_WHAT IS REQUIRED_: Pick out and copy every row below that contains the word "shorts", treating uppercase and lowercase letters as different.

— Begin —

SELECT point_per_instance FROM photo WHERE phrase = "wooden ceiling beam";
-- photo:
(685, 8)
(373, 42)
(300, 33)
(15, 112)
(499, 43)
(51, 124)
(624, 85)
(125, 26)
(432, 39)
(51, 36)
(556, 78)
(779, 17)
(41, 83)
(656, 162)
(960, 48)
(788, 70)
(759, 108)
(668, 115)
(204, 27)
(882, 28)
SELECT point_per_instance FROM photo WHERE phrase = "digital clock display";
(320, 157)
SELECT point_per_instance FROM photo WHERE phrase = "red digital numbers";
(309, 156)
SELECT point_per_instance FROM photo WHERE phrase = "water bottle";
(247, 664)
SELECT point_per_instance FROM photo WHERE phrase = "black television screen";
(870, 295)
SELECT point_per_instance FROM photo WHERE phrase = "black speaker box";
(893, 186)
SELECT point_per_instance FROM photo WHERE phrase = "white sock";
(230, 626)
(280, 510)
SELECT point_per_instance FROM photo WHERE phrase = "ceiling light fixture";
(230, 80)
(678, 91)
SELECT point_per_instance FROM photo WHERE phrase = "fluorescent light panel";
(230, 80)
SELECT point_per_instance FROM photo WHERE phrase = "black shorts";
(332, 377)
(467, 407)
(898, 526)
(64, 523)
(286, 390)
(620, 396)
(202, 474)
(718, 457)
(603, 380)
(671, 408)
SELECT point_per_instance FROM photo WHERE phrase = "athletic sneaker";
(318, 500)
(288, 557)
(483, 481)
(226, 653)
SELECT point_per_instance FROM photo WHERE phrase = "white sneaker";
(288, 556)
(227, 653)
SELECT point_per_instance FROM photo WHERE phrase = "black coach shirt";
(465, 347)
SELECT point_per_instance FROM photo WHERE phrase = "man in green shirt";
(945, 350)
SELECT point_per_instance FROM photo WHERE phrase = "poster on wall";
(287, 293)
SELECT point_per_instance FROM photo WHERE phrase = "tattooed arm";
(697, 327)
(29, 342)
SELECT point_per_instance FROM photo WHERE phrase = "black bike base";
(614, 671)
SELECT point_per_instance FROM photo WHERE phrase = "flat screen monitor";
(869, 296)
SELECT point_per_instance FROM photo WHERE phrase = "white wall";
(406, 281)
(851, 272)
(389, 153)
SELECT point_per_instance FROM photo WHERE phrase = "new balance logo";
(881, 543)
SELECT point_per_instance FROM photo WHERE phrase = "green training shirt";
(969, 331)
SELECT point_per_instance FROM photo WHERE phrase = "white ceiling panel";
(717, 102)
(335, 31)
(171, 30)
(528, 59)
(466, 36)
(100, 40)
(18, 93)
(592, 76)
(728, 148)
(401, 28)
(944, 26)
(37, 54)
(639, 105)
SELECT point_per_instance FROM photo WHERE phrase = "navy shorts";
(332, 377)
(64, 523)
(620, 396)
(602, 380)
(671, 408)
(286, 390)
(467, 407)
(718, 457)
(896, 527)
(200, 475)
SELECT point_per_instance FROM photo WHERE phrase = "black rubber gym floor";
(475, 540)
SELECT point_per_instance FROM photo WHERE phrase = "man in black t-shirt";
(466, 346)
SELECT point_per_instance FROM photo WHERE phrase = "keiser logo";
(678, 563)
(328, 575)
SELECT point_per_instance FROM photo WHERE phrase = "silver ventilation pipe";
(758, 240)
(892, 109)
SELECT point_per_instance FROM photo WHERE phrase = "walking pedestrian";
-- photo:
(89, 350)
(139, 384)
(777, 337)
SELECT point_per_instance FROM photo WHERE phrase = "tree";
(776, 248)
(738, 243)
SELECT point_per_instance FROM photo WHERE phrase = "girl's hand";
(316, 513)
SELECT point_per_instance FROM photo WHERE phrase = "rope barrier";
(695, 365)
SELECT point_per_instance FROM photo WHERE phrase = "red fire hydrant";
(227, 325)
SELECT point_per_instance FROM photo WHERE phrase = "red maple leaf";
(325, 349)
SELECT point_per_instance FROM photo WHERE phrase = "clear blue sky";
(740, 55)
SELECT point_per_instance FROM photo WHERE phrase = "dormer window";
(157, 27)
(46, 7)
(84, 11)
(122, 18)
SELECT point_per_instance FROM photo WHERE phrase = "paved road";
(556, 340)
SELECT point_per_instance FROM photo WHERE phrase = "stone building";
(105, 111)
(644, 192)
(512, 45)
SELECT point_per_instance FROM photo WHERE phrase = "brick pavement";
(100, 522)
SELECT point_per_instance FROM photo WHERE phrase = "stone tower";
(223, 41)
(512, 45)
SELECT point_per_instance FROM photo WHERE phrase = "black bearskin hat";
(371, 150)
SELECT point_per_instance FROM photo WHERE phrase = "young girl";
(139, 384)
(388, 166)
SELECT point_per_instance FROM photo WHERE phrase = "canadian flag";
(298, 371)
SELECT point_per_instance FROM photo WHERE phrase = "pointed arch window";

— End —

_SOLUTION TO THE EXERCISE_:
SELECT point_per_instance FROM photo WHERE phrase = "black shorts";
SELECT point_per_instance FROM photo WHERE phrase = "navy shorts";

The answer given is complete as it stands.